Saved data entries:
↓
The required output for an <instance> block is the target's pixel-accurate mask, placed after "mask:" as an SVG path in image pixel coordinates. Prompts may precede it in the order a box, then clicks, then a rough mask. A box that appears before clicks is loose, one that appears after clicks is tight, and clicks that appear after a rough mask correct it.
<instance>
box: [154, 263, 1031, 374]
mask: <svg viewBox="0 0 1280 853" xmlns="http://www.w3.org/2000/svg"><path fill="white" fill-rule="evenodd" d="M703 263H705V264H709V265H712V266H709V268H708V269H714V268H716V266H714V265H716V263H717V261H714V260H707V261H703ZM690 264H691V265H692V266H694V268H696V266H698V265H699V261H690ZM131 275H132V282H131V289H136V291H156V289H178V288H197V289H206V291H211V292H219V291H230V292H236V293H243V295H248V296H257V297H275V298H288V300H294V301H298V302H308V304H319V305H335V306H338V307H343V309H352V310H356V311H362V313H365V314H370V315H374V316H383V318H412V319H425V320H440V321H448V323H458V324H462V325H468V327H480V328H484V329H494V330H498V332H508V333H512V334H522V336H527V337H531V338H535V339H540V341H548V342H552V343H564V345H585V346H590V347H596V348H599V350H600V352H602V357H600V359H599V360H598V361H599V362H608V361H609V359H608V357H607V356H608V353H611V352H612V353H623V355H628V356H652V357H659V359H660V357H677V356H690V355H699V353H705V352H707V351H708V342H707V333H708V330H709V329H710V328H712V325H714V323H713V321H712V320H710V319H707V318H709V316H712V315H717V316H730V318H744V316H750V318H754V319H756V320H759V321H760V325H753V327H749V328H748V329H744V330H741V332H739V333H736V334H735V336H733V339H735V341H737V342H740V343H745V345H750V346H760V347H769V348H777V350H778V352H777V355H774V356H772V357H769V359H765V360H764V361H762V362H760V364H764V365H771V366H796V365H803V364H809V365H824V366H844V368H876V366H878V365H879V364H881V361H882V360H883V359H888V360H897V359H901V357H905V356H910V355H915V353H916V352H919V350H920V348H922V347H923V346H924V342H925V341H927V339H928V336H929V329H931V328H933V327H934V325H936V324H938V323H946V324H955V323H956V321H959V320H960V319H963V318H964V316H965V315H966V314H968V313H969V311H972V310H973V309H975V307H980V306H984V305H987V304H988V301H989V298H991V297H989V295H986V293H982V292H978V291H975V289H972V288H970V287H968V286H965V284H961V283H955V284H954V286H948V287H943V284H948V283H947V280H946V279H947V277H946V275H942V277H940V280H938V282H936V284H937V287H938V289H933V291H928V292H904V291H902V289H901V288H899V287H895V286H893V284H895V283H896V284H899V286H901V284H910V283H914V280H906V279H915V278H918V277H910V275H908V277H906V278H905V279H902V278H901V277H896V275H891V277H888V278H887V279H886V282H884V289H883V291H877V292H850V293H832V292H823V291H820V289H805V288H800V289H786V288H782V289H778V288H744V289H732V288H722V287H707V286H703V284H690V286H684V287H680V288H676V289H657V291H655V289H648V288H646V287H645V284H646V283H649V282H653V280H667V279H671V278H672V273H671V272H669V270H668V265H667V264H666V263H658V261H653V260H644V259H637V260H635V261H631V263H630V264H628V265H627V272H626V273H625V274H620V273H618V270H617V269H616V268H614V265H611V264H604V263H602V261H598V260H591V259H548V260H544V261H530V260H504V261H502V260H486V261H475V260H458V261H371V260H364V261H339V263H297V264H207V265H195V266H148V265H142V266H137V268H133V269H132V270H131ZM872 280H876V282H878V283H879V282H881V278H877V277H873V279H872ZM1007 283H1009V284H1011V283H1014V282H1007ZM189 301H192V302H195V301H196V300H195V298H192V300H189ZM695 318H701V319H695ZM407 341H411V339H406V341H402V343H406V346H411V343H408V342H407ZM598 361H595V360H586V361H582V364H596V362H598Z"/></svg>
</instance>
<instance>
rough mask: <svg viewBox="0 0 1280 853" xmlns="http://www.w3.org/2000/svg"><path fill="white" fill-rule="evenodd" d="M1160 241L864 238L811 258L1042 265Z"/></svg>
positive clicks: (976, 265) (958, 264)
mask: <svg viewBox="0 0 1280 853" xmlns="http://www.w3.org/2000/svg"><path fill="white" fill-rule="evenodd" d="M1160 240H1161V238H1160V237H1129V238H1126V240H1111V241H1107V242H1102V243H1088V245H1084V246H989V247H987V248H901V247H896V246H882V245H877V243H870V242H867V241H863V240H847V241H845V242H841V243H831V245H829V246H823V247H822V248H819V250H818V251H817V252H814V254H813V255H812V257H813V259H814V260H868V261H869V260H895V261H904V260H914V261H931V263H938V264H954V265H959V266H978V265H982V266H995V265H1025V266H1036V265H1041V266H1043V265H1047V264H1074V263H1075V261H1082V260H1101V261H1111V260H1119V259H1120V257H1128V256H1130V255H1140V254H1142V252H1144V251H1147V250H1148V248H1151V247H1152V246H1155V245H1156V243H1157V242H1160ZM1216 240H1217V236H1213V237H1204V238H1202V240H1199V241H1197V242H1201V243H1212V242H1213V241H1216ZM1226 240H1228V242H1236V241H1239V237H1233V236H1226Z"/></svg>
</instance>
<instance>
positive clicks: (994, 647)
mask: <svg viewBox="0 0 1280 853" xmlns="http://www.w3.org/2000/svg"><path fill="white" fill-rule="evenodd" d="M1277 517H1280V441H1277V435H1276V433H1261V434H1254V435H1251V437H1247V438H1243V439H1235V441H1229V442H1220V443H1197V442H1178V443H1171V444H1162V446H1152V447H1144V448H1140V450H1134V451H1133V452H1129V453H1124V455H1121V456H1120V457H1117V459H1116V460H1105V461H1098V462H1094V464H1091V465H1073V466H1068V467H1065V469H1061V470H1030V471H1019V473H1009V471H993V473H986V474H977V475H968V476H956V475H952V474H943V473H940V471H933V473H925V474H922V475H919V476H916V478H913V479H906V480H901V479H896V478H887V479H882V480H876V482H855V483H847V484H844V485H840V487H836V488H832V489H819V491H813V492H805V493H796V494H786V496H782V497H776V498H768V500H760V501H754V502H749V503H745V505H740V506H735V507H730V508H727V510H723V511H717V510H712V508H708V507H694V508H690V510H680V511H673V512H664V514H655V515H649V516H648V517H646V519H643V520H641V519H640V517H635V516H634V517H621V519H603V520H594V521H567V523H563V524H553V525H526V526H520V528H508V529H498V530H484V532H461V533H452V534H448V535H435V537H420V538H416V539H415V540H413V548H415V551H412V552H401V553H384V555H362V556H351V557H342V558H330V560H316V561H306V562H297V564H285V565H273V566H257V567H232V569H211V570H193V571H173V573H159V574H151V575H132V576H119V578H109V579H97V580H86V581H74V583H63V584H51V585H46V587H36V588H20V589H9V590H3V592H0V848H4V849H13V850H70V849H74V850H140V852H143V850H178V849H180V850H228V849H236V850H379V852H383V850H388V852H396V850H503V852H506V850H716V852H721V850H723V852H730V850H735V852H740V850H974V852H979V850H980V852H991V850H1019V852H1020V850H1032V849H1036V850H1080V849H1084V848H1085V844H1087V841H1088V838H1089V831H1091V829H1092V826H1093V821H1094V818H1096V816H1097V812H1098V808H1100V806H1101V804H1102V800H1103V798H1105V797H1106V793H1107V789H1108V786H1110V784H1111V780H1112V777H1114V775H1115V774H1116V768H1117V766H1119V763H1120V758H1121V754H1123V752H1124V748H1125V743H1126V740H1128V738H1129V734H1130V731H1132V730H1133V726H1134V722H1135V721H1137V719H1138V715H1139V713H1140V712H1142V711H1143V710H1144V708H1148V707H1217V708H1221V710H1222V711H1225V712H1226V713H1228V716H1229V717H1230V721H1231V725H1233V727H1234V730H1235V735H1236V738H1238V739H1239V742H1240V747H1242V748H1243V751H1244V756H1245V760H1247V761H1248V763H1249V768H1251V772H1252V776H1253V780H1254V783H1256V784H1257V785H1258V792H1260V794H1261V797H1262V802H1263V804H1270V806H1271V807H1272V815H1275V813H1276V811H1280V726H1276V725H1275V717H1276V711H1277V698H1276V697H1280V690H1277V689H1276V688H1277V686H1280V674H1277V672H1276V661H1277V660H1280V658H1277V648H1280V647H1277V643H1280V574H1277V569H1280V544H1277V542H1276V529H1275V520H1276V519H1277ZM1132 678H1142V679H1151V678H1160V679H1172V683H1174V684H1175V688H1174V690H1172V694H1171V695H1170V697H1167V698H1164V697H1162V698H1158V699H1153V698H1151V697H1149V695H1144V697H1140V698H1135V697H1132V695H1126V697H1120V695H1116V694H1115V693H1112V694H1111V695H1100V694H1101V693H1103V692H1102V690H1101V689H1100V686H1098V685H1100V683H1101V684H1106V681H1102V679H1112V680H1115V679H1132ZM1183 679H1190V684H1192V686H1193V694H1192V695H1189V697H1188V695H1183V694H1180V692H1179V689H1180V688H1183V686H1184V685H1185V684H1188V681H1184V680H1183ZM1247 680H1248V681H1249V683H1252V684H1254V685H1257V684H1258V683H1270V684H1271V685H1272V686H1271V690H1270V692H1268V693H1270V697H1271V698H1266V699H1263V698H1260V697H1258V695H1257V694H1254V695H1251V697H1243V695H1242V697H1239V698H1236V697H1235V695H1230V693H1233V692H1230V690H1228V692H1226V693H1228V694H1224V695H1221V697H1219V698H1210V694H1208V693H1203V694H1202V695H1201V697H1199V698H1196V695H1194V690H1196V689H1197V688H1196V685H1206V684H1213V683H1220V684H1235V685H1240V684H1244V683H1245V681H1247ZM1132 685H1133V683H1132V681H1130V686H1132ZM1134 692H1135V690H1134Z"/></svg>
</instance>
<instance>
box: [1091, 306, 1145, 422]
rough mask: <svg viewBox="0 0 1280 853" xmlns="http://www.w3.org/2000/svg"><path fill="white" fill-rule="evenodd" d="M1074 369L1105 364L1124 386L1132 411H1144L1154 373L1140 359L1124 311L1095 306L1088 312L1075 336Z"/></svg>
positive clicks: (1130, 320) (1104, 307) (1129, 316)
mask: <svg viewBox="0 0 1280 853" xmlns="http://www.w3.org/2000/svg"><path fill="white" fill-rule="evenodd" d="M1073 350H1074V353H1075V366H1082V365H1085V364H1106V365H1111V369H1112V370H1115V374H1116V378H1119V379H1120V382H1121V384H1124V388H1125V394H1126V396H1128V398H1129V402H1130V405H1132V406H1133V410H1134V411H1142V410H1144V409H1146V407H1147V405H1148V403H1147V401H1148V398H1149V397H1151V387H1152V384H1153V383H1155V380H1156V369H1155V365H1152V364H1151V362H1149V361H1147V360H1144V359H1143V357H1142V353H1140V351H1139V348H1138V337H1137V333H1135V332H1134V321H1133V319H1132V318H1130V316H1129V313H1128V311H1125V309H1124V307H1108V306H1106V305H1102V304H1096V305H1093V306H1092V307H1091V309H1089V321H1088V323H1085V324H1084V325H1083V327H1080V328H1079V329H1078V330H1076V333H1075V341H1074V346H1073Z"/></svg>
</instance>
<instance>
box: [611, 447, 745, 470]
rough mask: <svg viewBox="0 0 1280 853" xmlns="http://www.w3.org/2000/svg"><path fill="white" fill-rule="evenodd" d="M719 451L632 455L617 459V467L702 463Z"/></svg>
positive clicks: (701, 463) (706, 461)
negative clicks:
↑
**Task goal:**
Show each line in the data where the string "rough" appears.

**Exercise response:**
The required output for an <instance> block is the target's pixel-accurate mask, placed after "mask:" as an SVG path in image pixel coordinates. Prompts may precede it in the order a box, then clicks, then a rough mask. A box that appears before clicks is loose, one that appears after clicks is tight, and clicks that appear after a rough mask correct it.
rough mask: <svg viewBox="0 0 1280 853" xmlns="http://www.w3.org/2000/svg"><path fill="white" fill-rule="evenodd" d="M1160 241L864 238L811 258L1042 265Z"/></svg>
rough mask: <svg viewBox="0 0 1280 853" xmlns="http://www.w3.org/2000/svg"><path fill="white" fill-rule="evenodd" d="M1074 369L1105 364L1124 386L1132 411H1144L1154 373L1140 359L1124 311L1095 306L1088 312L1075 336Z"/></svg>
rough mask: <svg viewBox="0 0 1280 853" xmlns="http://www.w3.org/2000/svg"><path fill="white" fill-rule="evenodd" d="M719 451L632 455L617 459V467L702 463Z"/></svg>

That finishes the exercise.